(Work to be completed):
Copy the data from the line holding "Pick out every instance of the white column" through the end, both ends included, keeping every request and its sample point unchanged. Multiply each coordinate in the answers by 2.15 and round it to a whole number, with halves rounded up.

(Dataset rows):
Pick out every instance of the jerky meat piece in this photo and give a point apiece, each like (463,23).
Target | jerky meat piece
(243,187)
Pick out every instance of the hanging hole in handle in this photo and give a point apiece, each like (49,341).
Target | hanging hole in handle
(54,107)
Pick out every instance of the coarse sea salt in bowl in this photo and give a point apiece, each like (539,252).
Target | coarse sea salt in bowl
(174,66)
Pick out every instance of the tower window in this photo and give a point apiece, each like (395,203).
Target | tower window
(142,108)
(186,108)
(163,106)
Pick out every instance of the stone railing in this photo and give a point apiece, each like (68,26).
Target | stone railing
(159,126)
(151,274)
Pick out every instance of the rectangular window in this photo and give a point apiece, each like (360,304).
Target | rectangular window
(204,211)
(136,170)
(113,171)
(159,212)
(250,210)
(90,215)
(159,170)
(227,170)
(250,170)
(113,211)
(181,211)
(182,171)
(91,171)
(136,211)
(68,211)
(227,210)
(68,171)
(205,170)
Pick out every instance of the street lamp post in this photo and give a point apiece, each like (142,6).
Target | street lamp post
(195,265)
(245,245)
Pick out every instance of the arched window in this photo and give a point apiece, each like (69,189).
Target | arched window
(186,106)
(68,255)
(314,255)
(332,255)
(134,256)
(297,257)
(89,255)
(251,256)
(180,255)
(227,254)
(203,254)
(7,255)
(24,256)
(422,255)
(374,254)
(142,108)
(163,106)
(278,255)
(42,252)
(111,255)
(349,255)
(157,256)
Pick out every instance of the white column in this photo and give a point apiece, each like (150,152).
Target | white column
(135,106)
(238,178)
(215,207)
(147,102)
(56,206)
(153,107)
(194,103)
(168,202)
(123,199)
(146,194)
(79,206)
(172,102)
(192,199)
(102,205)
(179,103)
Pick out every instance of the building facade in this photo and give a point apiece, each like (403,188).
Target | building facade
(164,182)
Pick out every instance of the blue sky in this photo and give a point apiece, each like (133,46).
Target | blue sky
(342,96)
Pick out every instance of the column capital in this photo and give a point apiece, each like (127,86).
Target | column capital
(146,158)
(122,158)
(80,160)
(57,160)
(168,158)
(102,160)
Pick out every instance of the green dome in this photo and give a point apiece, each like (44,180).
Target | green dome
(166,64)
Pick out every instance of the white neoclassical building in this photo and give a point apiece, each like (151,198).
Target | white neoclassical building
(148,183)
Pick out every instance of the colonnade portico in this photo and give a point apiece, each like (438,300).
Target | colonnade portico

(Written response):
Pick out every instance of the white column in this photo and give a point apiece, each like (150,152).
Target | white column
(290,228)
(512,383)
(462,445)
(316,219)
(120,443)
(329,230)
(417,221)
(361,434)
(264,428)
(314,417)
(170,443)
(370,219)
(413,428)
(219,441)
(385,221)
Pick out every instance of the building facade in this photo and give a point apiece, each like (403,188).
Target | building facade
(353,391)
Pick out every instance of the blue sky in this photo and give a point apiece, each like (133,46).
Target | blue sky
(735,206)
Pick out every instance of the column capital in this photo and give a point apiece, each like (127,86).
Target | column capital
(314,340)
(262,340)
(172,344)
(123,344)
(361,340)
(219,344)
Pick out every instance of the green dome in this photo and give a point apiece, each like (44,180).
Target | green dome
(357,138)
Pick out every instance of the white neoclassical building in this photo and give a point apiece, each like (151,198).
Target | white neoclassical building
(318,393)
Pick out every instance of the colonnade portico in this photo and give a point apiece, each like (438,300).
Target | colonnade portico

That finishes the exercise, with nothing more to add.